What the exercise asks:
What you return should match the data below exactly, with every entry reproduced.

::::::::

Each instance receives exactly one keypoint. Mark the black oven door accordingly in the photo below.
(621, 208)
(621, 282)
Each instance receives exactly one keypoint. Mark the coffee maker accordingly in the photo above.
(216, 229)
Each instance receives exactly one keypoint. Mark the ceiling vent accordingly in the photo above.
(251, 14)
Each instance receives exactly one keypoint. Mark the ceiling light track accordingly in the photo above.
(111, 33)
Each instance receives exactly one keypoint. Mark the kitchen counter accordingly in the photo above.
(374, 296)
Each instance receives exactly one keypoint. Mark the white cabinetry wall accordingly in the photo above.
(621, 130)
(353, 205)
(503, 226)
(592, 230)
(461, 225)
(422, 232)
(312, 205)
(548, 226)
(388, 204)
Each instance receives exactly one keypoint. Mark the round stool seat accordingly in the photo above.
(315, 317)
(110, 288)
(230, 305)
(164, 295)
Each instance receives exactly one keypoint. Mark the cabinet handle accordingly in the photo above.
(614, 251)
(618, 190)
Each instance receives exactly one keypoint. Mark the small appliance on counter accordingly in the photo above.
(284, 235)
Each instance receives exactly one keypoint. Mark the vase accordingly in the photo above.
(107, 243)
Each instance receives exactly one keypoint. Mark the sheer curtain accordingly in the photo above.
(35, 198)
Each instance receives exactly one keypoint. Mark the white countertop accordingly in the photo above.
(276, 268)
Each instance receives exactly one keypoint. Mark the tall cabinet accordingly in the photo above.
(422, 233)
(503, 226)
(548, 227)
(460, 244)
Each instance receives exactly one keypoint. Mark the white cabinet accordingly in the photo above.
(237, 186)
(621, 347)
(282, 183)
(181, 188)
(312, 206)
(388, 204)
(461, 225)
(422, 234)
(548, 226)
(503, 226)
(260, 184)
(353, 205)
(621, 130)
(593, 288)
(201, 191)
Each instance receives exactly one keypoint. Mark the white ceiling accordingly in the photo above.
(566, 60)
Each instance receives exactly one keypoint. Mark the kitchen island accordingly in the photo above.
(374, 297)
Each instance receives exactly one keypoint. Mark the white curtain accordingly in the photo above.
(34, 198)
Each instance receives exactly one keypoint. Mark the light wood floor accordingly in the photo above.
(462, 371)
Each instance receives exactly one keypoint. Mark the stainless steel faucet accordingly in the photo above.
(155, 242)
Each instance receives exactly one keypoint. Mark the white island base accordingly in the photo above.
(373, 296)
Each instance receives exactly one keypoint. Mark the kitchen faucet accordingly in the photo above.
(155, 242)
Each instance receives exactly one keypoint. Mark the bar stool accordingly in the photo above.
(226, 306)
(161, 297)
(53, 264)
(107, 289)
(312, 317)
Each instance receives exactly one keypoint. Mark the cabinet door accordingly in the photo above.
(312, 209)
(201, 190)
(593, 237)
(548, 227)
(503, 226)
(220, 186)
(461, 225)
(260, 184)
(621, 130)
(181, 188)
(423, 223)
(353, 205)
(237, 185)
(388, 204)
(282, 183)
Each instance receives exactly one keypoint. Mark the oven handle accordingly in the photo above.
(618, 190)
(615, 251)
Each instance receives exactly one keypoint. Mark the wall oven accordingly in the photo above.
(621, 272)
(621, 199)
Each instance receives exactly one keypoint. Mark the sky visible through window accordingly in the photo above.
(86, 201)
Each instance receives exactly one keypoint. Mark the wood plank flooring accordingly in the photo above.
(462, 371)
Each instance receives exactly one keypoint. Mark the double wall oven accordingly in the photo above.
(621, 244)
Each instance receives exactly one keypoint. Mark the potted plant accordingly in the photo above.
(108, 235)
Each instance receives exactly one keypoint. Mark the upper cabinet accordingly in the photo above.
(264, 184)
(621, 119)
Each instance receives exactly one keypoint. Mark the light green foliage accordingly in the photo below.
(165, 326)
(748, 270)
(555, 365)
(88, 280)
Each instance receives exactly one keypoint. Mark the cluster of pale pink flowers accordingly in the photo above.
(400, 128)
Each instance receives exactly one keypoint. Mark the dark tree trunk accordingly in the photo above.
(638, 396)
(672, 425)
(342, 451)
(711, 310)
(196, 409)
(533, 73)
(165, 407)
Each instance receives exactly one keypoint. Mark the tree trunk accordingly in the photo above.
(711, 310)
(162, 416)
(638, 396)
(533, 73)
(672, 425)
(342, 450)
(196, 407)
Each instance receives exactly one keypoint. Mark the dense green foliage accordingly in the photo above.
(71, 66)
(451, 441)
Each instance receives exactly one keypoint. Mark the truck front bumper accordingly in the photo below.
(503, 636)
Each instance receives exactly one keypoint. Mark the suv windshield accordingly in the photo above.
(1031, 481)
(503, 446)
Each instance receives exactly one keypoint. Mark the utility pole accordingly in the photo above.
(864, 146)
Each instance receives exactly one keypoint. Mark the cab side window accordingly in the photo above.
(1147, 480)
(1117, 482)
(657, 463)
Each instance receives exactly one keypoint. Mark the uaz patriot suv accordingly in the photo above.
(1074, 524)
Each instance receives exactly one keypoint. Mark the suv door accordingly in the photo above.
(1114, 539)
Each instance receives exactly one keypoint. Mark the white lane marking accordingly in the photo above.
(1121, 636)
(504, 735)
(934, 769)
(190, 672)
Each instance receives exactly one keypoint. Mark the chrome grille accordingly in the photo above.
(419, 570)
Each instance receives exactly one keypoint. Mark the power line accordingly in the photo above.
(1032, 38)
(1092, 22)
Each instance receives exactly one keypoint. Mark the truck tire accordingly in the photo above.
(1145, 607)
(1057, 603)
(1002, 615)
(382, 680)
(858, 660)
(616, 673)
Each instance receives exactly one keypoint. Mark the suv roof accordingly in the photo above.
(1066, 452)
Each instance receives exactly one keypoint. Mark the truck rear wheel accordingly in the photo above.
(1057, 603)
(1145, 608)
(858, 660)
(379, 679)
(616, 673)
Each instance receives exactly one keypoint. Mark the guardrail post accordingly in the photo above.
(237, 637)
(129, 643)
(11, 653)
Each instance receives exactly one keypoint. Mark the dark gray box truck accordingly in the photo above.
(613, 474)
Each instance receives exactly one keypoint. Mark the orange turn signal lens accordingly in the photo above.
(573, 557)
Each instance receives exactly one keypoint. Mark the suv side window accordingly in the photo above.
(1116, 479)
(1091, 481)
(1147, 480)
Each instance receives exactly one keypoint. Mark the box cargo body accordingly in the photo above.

::::::::

Answer below:
Each instance receives exactly one keypoint. Mark the black oven door accordingly in the photo below.
(621, 208)
(621, 282)
Each instance receives exactly one keypoint. Mark the coffee maker accordingly in the photo above.
(216, 229)
Each instance receives exactly one keypoint. Mark the ceiling vent accordingly in the photo above.
(251, 14)
Each instance receives exactly one keypoint. Mark the ceiling light track accordingly in the photo above.
(111, 33)
Each instance receives exactly one keypoint. Mark the kitchen counter accordingly in the photo above.
(374, 296)
Each instance receives exactly one keypoint. Mark the white cabinetry wall accordingly in the photo above.
(621, 130)
(353, 205)
(503, 226)
(592, 230)
(461, 225)
(422, 232)
(312, 205)
(548, 226)
(388, 204)
Each instance receives exactly one keypoint. Mark the round stool seat accordingly in the photo above.
(315, 317)
(110, 288)
(230, 305)
(164, 295)
Each instance receives exactly one keypoint. Mark the cabinet handle accordingly in the photo above.
(614, 251)
(618, 190)
Each instance receives exactly one keypoint. Mark the small appliance on counter accordingly in the photo above.
(284, 235)
Each instance receives exactly one keypoint. Mark the vase accordingly in the photo above.
(107, 243)
Each instance receives exactly one keypoint. Mark the sheer curtain accordingly in the photo above.
(35, 198)
Each instance receives exactly one keypoint. Mark the white countertop accordingly in the photo above.
(276, 268)
Each instance receives exactly one keypoint. Mark the tall cabinet accordingly in the photo above.
(422, 233)
(503, 226)
(548, 227)
(460, 244)
Each instance receives exactly one keypoint. Mark the white cabinet accordingly in the photo above.
(237, 186)
(621, 347)
(282, 183)
(181, 188)
(312, 206)
(388, 204)
(461, 225)
(422, 234)
(548, 226)
(503, 226)
(260, 184)
(353, 205)
(621, 130)
(593, 288)
(201, 191)
Each instance receives exactly one keypoint. Mark the white ceiling accordingly in the photo above.
(566, 60)
Each instance receives exactly one keypoint. Mark the kitchen island accordingly in the photo above.
(374, 297)
Each instance receives exactly one keypoint. Mark the white curtain accordingly in the photo above.
(34, 198)
Each instance receives exactly one keypoint. Mark the light wood floor accordingly in the photo above.
(462, 371)
Each instance receives exactly one keypoint. Mark the stainless steel faucet accordingly in the photo above.
(155, 242)
Each instance receives exactly one keypoint. Mark the white island base accordingly in the photo above.
(373, 296)
Each instance receives exactly one keypoint. Mark the kitchen faucet accordingly in the photo above.
(155, 242)
Each instance receives exactly one keypoint. Mark the bar stool accordingly in the photo above.
(226, 306)
(161, 297)
(53, 264)
(107, 289)
(312, 317)
Each instance receives exactly one keypoint. Mark the cabinet door accordingly in the photo above.
(312, 209)
(201, 190)
(593, 237)
(548, 227)
(503, 226)
(220, 186)
(461, 225)
(260, 184)
(621, 130)
(181, 188)
(423, 223)
(353, 205)
(237, 185)
(388, 204)
(282, 183)
Each instance receives exactly one keypoint. Mark the oven handle accordingly in the photo above.
(618, 190)
(615, 251)
Each instance receives exactly one keypoint. Mark the wall oven accordingly in the photo above.
(621, 272)
(621, 199)
Each instance receives exactly one keypoint. Mark the sky visible through window accordingly in the photo above.
(86, 201)
Each instance receives exactly one keypoint. Mark the wood plank flooring accordingly in the photo above.
(462, 371)
Each instance receives exactly one keypoint. Mark the double wall oven accordingly in the photo above.
(621, 244)
Each instance receives exactly one keypoint. Mark the potted plant accordingly in the photo above.
(108, 235)
Each instance receives exactly one keypoint. Mark the upper cabinet accordingly in the photo above.
(264, 184)
(621, 119)
Each instance receives exactly one keypoint. Mark the light green foliage accordingly in the photo below.
(165, 326)
(748, 270)
(555, 365)
(88, 280)
Each instance receives exactly one keypoint. Mark the cluster of pale pink flowers accordingly in the photo above.
(400, 128)
Each instance receives exactly one keypoint. Mark the dark tree trunk accordingly in the photo above.
(638, 396)
(672, 425)
(342, 451)
(711, 310)
(196, 409)
(533, 73)
(165, 407)
Each instance receives exactly one keypoint. Mark the tree trunk accordingly in the photo above.
(711, 310)
(162, 416)
(638, 396)
(533, 73)
(672, 425)
(342, 450)
(196, 407)
Each instance receives exactly one keypoint. Mark the dense green foliage accordingly in the photo above.
(71, 66)
(451, 441)
Each instance receives exactly one keypoint. Mark the truck front bumper accordingly in the photo below.
(503, 636)
Each instance receives exactly one keypoint. Mark the suv windshield accordingly in the photo above.
(1031, 481)
(503, 446)
Each instance receives exactly one keypoint. Mark the utility pole accordingly in the photo above.
(864, 146)
Each instance receives exactly one keypoint. Mark the cab side window accordingly in the photo above.
(1147, 480)
(1117, 482)
(657, 463)
Each instance receives exactly one keypoint. Mark the uaz patriot suv accordingly in the photo above.
(1074, 524)
Each instance receives exactly one keypoint. Mark the suv door accordingly in the photo above.
(1114, 539)
Each instance receives exactly one keypoint. Mark the white lane marking accordingly in the photo above.
(1121, 636)
(504, 735)
(934, 769)
(190, 672)
Each instance receives exactly one keypoint. Mark the chrome grille accordingly in the photo above.
(419, 570)
Each instance receives exactly one keypoint. Mark the power line accordingly in the photo above.
(1032, 38)
(1092, 22)
Each instance receives exactly one keypoint. Mark the truck tire accordingly in the photo above.
(1145, 607)
(1057, 603)
(1002, 615)
(382, 680)
(858, 660)
(616, 673)
Each instance receives exactly one keypoint. Mark the suv roof accordingly in the photo above.
(1066, 452)
Each instance receives exactly one keypoint. Mark the truck rear wheel accordingly in the photo above.
(1057, 603)
(1145, 608)
(858, 660)
(379, 679)
(616, 673)
Each instance receives exactly one keypoint. Mark the guardrail post accordingly in the photo above.
(237, 637)
(129, 643)
(11, 653)
Each instance receives exactly one keypoint. Mark the dark gray box truck accordingly in the photo above.
(613, 474)
Each instance receives exactly one keypoint. Mark the orange turn signal lens accordingly in the photo above.
(573, 557)
Each instance receives exactly one keypoint. Mark the suv side window accordingly in the photo above.
(1116, 479)
(1091, 481)
(1147, 480)
Each instance receives exactly one keypoint. Mark the box cargo body accordingly in the photo above.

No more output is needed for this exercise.